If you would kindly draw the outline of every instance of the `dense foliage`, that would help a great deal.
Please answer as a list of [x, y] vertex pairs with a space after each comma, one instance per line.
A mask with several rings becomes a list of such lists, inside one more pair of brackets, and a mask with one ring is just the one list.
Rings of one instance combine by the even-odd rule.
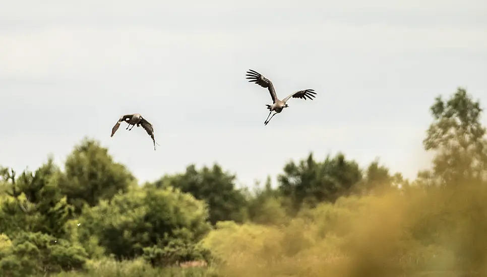
[[275, 187], [216, 164], [141, 185], [87, 138], [64, 169], [0, 167], [0, 276], [485, 275], [482, 110], [459, 88], [430, 111], [435, 158], [412, 181], [309, 153]]

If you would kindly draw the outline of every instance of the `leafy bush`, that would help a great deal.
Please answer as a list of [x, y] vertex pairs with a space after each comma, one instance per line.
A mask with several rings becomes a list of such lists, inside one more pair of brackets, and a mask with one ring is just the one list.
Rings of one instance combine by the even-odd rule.
[[109, 202], [86, 206], [79, 219], [84, 227], [78, 236], [80, 241], [89, 242], [95, 235], [98, 244], [118, 259], [145, 252], [148, 257], [169, 255], [184, 260], [193, 254], [183, 253], [193, 249], [209, 230], [207, 218], [205, 203], [190, 194], [170, 187], [133, 187]]

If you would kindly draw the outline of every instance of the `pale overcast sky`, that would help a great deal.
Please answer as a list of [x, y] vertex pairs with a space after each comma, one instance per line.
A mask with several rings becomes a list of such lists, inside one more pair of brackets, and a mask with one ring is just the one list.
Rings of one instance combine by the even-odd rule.
[[[249, 68], [281, 98], [318, 94], [264, 126], [271, 100]], [[412, 177], [429, 107], [459, 86], [487, 109], [485, 0], [0, 4], [0, 165], [19, 171], [62, 164], [87, 136], [140, 183], [217, 162], [252, 185], [311, 151]], [[133, 113], [156, 151], [141, 128], [110, 137]]]

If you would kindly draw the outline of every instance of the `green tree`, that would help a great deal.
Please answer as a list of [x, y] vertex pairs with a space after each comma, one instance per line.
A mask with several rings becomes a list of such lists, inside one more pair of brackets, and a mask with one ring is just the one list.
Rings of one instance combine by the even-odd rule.
[[216, 164], [199, 171], [195, 165], [190, 165], [184, 173], [164, 176], [154, 185], [177, 188], [204, 200], [209, 209], [209, 221], [214, 225], [218, 221], [242, 222], [245, 219], [246, 198], [242, 191], [235, 188], [235, 178]]
[[85, 138], [75, 146], [65, 168], [60, 186], [77, 214], [84, 203], [95, 206], [100, 199], [109, 199], [119, 191], [127, 191], [136, 182], [124, 165], [113, 162], [107, 149], [92, 140]]
[[62, 173], [52, 158], [33, 174], [26, 170], [17, 178], [13, 170], [6, 175], [3, 171], [7, 189], [0, 201], [0, 233], [11, 237], [21, 231], [67, 237], [66, 225], [73, 209], [59, 192]]
[[284, 171], [278, 177], [279, 189], [296, 209], [303, 203], [313, 206], [320, 202], [334, 202], [362, 179], [357, 163], [346, 160], [342, 153], [333, 158], [329, 155], [322, 163], [315, 161], [310, 153], [298, 165], [293, 161], [286, 164]]
[[9, 245], [0, 248], [0, 276], [45, 275], [81, 269], [86, 262], [82, 247], [40, 232], [20, 231], [11, 242], [6, 239]]
[[487, 140], [479, 102], [459, 88], [448, 101], [437, 97], [430, 109], [434, 121], [423, 144], [437, 154], [433, 172], [421, 172], [419, 177], [440, 184], [485, 182]]
[[145, 251], [157, 252], [154, 247], [166, 252], [171, 246], [191, 248], [209, 230], [207, 218], [205, 203], [189, 193], [173, 188], [134, 187], [109, 202], [85, 206], [79, 219], [84, 227], [78, 236], [85, 244], [95, 236], [108, 253], [132, 258]]
[[257, 184], [248, 199], [247, 210], [250, 219], [259, 224], [279, 225], [286, 218], [285, 204], [282, 202], [279, 191], [271, 186], [271, 178], [267, 177], [263, 188]]

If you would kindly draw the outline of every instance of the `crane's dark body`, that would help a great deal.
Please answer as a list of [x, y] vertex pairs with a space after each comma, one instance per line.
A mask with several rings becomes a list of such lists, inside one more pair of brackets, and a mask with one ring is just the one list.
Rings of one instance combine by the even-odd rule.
——————————
• _WHAT YOU WILL DO_: Copy the listing exactly. Any image in it stays out of the copy.

• _SOLUTION_:
If you would kindly draw the outline of every instance of the `dense foliage`, that would help a great deal.
Please answer as a list of [x, y] vertex pairs with a space after each comma, one instance per line.
A mask with several rings becomes a list of such lists, inside one more pair of brackets, and a mask with one ring is just the one list.
Rings of one instance combine by the even-odd rule.
[[275, 187], [216, 164], [141, 185], [87, 138], [64, 169], [0, 167], [0, 276], [485, 275], [482, 110], [459, 88], [430, 111], [435, 158], [412, 181], [309, 153]]

If you would kindly draw the outline of every instance of the `leafy bush`, that would help a great deal.
Please answer as a list of [x, y] vertex pairs with a space after each comma, one instance per line.
A mask with several rings becomes a list of such lists, inside one more pair of brackets, and a mask with one ring is just the one list.
Rings of one instance combine by the even-odd rule.
[[109, 202], [86, 206], [79, 219], [84, 227], [78, 236], [80, 241], [89, 242], [95, 235], [98, 244], [118, 259], [145, 252], [148, 257], [169, 255], [184, 260], [193, 254], [183, 253], [193, 249], [209, 230], [207, 218], [205, 203], [190, 194], [170, 187], [133, 187]]

If you would kindly draw the outline of every instance of the `pale overcast sky`, that would help a great deal.
Please answer as a list of [x, y] vertex pairs with a space after each comma, one instance per line.
A mask with several rings becomes a list of such lists, inside one more pair of brackets, and a mask with one ring is just the one list.
Rings of one instance combine by the even-odd rule.
[[[249, 68], [281, 98], [318, 94], [264, 126], [271, 100]], [[412, 177], [429, 107], [459, 86], [487, 109], [485, 0], [0, 4], [0, 165], [19, 171], [62, 164], [87, 136], [140, 183], [217, 162], [252, 185], [311, 151]], [[133, 113], [156, 151], [141, 128], [110, 137]]]

If you would kindly draw the outline of every instance of the `green tree`, that would help a great deal.
Please answer as a list of [x, y] vertex pairs with a space after each comma, one instance per line.
A mask with several rings becomes a list of such lists, inside one more pair of brackets, and a mask with one ring is just the one list.
Rings of one instance combine by the even-odd rule.
[[216, 164], [199, 171], [195, 165], [190, 165], [184, 173], [164, 176], [154, 185], [177, 188], [204, 200], [209, 209], [209, 221], [214, 225], [218, 221], [242, 222], [245, 219], [246, 198], [242, 191], [235, 188], [235, 178]]
[[85, 138], [75, 146], [65, 168], [60, 186], [77, 214], [84, 203], [95, 206], [100, 199], [109, 199], [119, 191], [127, 191], [136, 182], [124, 165], [113, 162], [107, 149], [92, 140]]
[[62, 173], [52, 158], [33, 174], [26, 170], [17, 178], [13, 170], [6, 175], [3, 171], [7, 189], [0, 201], [0, 233], [11, 237], [21, 231], [67, 237], [66, 225], [73, 209], [59, 192]]
[[284, 171], [278, 177], [279, 189], [296, 209], [303, 203], [313, 206], [320, 202], [334, 202], [362, 179], [357, 163], [346, 160], [342, 153], [333, 158], [329, 155], [322, 163], [315, 161], [310, 153], [298, 165], [293, 161], [286, 164]]
[[9, 245], [0, 248], [0, 276], [45, 275], [81, 269], [86, 262], [82, 247], [40, 232], [20, 231], [11, 242], [6, 239]]
[[487, 140], [479, 102], [459, 88], [448, 101], [437, 97], [430, 109], [434, 121], [423, 144], [437, 154], [433, 172], [421, 172], [419, 177], [440, 184], [485, 182]]
[[145, 251], [157, 252], [154, 247], [166, 252], [171, 246], [191, 248], [209, 230], [207, 218], [205, 203], [189, 193], [173, 188], [134, 187], [109, 202], [85, 206], [79, 219], [84, 227], [78, 236], [85, 244], [95, 236], [108, 253], [132, 258]]
[[257, 184], [248, 199], [247, 210], [250, 219], [259, 224], [279, 225], [286, 218], [285, 204], [282, 202], [279, 191], [271, 186], [271, 178], [267, 177], [263, 188]]

If you would kindly draw the outline of every instance of the `crane's dark body`, that would help a great deal.
Please answer as a list of [x, y] vertex pairs with a space after each comma, one instance per line.
A mask with several rings becomes a list of such lists, inside one more pair of brackets, and a mask with one ring is just the one list.
Rings of one instance combine by the even-odd rule.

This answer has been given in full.